### OBJECTIVE
From the reflection on returning to writing, copy out the passage that begins at the words "And so I’ve" and ends after "of the purpose.".

### SELECTED EXTRACT
— START —

And so I’ve raked the grounds of my mind meticulously, mindfully, erratically, and impatiently. I’ve paced over and over the same spot, stubbing my toe and then kicking back down on the dirt, packing it harder in place as a way to smite and punish myself for each day that passes without words passing from my fingers.

And I have grown resistant and weary all at once, after doing these actions so many times over. I have decided to give into dismantling one of my self-initiated rules- and to begin writing again, regardless of the purpose.

To allow myself to at least voice these fears and supposed failures I have felt- And to pray that no one responds with overwhelming positivity or advice. Because the worst thing you can do to someone who has lost their faith is to bring your blind faith to the table for bargaining. To expect someone still in the midst of their struggles to clearly see and agree that there is a light at the end of the tunnel, and that there is hope for them because there is hope for all. I hope to never be as self-serving or naive as that, should I ever encounter someone facing the same steps that I have taken. Once I get past this process of stubbing my toe and packing my dirt, I refuse to tell another experiencing the same that it simply “gets better” and that “there is still time.” These are words wittled by those who still, time and again, will push the blanket of positivity over a wound needing much more real and raw care than catch-all affirmations.

— END —

### INFORMATION GIVEN
— START —

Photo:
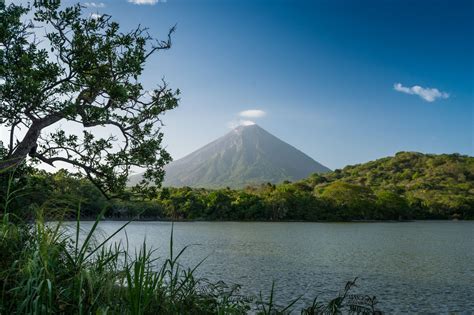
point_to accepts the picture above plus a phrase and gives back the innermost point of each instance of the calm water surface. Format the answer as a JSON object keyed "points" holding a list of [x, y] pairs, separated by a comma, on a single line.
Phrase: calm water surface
{"points": [[410, 267]]}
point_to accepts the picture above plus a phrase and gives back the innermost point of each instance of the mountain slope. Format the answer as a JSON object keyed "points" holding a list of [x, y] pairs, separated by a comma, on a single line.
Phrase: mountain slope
{"points": [[246, 155], [436, 182]]}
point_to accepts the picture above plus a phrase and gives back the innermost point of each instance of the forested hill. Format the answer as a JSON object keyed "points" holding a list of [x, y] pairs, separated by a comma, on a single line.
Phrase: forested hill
{"points": [[406, 186], [437, 182]]}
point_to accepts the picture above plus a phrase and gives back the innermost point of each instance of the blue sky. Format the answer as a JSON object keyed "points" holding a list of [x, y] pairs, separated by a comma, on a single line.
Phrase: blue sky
{"points": [[324, 72]]}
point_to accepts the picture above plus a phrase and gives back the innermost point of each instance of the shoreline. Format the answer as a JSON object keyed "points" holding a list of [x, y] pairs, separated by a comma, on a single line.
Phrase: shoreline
{"points": [[254, 221]]}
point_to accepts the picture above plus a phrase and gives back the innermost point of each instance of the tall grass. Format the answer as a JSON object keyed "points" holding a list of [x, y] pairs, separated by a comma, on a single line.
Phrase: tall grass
{"points": [[46, 270]]}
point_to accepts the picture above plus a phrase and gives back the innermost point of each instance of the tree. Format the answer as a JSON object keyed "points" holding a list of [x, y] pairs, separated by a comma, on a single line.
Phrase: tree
{"points": [[83, 71], [357, 201]]}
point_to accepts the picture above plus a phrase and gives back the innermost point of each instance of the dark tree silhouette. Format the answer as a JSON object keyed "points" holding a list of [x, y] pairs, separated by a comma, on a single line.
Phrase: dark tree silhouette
{"points": [[57, 65]]}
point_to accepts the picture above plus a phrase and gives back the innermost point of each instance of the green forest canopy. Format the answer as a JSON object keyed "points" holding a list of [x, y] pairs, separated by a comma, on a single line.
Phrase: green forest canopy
{"points": [[407, 186]]}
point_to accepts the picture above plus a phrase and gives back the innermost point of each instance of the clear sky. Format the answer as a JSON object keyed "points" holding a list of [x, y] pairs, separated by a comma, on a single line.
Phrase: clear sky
{"points": [[343, 81]]}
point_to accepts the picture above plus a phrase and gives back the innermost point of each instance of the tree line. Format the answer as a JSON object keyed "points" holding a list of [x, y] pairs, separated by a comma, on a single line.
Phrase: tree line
{"points": [[406, 186]]}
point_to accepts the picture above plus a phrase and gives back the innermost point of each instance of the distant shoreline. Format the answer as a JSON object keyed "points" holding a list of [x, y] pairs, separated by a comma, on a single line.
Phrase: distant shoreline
{"points": [[258, 221]]}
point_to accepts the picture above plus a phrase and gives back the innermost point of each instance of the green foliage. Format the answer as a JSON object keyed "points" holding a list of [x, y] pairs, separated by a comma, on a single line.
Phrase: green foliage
{"points": [[442, 189], [47, 270], [88, 75]]}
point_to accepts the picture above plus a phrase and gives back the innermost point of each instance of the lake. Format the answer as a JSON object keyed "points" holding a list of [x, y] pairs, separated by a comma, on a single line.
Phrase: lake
{"points": [[410, 266]]}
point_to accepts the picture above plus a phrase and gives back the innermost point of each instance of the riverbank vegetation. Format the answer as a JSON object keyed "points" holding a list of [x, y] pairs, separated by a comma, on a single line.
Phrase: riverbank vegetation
{"points": [[52, 269], [406, 186]]}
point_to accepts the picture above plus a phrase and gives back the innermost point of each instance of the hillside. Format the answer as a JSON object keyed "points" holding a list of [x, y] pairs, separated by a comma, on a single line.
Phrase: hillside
{"points": [[246, 155], [437, 182]]}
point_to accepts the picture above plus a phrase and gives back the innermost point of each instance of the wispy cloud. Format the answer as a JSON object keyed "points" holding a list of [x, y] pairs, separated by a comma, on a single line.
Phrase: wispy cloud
{"points": [[428, 94], [242, 122], [252, 113], [96, 16], [149, 2], [94, 4]]}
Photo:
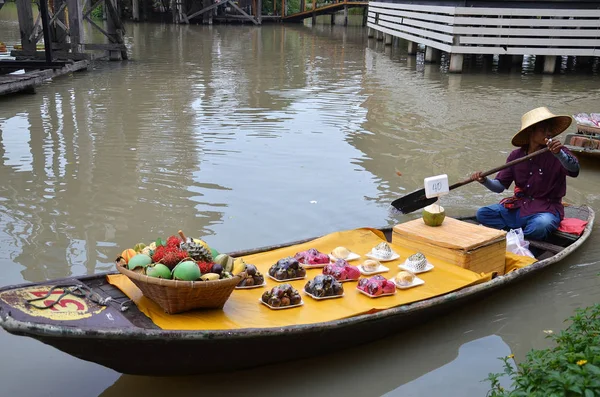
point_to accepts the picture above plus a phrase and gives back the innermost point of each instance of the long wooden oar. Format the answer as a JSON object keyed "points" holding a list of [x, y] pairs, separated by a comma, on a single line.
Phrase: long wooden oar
{"points": [[416, 200]]}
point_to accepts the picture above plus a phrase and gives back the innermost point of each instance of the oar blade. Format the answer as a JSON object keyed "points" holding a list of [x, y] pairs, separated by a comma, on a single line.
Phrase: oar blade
{"points": [[413, 201]]}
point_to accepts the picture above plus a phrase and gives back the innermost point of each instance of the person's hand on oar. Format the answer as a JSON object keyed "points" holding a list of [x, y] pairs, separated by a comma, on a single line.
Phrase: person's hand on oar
{"points": [[478, 177]]}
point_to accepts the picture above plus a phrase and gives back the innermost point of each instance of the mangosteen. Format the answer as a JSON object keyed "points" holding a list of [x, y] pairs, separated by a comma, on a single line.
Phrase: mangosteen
{"points": [[274, 301], [266, 296], [251, 270], [217, 269], [295, 299]]}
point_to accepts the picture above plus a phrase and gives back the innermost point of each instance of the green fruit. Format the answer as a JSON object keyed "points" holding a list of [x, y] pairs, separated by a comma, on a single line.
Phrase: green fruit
{"points": [[226, 261], [158, 270], [139, 260], [139, 247], [433, 215], [186, 271], [210, 277]]}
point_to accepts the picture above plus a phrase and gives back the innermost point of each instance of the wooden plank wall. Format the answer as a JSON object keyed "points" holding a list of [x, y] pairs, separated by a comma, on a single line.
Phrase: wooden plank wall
{"points": [[503, 31]]}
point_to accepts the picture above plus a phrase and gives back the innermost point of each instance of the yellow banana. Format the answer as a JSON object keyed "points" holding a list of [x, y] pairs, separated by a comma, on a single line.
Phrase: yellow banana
{"points": [[238, 266]]}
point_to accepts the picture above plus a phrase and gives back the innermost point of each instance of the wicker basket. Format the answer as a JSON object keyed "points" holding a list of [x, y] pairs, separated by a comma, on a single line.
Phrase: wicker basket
{"points": [[586, 129], [180, 296]]}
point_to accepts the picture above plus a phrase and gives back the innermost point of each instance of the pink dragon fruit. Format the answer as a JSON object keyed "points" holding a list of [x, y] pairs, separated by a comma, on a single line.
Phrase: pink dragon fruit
{"points": [[312, 257], [341, 270], [388, 287]]}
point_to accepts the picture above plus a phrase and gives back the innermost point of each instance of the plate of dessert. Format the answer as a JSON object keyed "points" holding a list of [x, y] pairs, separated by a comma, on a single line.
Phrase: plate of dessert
{"points": [[343, 253], [342, 271], [382, 252], [416, 263], [376, 287], [312, 258], [287, 269], [282, 296], [371, 266], [254, 279], [405, 280], [324, 287]]}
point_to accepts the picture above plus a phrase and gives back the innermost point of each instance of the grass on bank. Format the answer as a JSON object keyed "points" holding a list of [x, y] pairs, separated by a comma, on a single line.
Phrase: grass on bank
{"points": [[571, 368]]}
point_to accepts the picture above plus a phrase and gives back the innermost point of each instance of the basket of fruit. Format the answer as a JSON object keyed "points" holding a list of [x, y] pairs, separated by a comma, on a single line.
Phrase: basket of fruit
{"points": [[180, 274]]}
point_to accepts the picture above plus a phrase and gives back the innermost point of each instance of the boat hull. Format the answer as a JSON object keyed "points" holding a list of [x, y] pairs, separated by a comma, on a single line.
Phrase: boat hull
{"points": [[140, 348]]}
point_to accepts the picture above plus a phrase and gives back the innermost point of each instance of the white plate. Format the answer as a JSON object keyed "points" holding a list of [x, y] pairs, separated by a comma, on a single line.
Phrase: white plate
{"points": [[393, 257], [380, 269], [315, 266], [286, 280], [416, 282], [323, 297], [281, 307], [378, 296], [428, 267], [253, 286], [350, 257]]}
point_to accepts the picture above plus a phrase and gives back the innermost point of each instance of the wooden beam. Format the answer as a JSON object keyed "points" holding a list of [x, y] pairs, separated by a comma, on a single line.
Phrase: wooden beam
{"points": [[242, 12], [25, 15], [104, 32], [202, 11]]}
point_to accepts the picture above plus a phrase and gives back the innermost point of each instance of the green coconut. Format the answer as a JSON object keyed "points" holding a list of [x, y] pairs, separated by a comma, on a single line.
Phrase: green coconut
{"points": [[433, 215], [139, 260], [186, 271], [158, 270]]}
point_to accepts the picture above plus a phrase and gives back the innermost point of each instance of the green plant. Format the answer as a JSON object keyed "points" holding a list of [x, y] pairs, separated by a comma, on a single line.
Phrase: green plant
{"points": [[571, 368]]}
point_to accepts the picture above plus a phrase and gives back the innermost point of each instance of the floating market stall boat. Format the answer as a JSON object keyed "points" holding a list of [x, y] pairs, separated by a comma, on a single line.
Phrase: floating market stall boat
{"points": [[586, 141], [96, 323]]}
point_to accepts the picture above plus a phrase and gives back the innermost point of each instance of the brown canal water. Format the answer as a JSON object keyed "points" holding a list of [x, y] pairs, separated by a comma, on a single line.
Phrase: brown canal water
{"points": [[255, 136]]}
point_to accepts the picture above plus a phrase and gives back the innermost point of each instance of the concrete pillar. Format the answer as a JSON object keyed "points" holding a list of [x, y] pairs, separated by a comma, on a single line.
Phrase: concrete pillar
{"points": [[549, 64], [432, 55], [135, 7], [504, 62], [456, 61], [346, 15], [517, 60]]}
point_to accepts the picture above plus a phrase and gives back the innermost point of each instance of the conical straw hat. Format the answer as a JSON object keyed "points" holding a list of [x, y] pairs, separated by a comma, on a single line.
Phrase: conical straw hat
{"points": [[559, 123]]}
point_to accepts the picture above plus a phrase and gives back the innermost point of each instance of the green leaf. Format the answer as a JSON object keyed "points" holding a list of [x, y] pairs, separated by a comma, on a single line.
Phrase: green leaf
{"points": [[592, 369]]}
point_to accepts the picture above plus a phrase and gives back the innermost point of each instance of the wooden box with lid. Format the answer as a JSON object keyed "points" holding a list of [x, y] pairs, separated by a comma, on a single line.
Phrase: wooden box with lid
{"points": [[470, 246]]}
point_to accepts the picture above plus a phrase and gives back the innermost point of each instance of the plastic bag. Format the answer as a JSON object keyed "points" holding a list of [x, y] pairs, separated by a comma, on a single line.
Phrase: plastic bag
{"points": [[516, 243]]}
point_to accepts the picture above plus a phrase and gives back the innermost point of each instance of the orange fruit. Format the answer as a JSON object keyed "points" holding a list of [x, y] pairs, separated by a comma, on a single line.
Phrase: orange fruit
{"points": [[128, 254]]}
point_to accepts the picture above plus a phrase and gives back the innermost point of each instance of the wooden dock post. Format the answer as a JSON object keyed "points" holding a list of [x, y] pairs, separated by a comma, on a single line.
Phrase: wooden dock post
{"points": [[75, 26], [388, 39], [432, 55], [456, 61], [25, 15], [549, 64], [135, 10]]}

— END —

### FULL OUTPUT
And so I’ve raked the grounds of my mind meticulously, mindfully, erratically, and impatiently. I’ve paced over and over the same spot, stubbing my toe and then kicking back down on the dirt, packing it harder in place as a way to smite and punish myself for each day that passes without words passing from my fingers.

And I have grown resistant and weary all at once, after doing these actions so many times over. I have decided to give into dismantling one of my self-initiated rules- and to begin writing again, regardless of the purpose.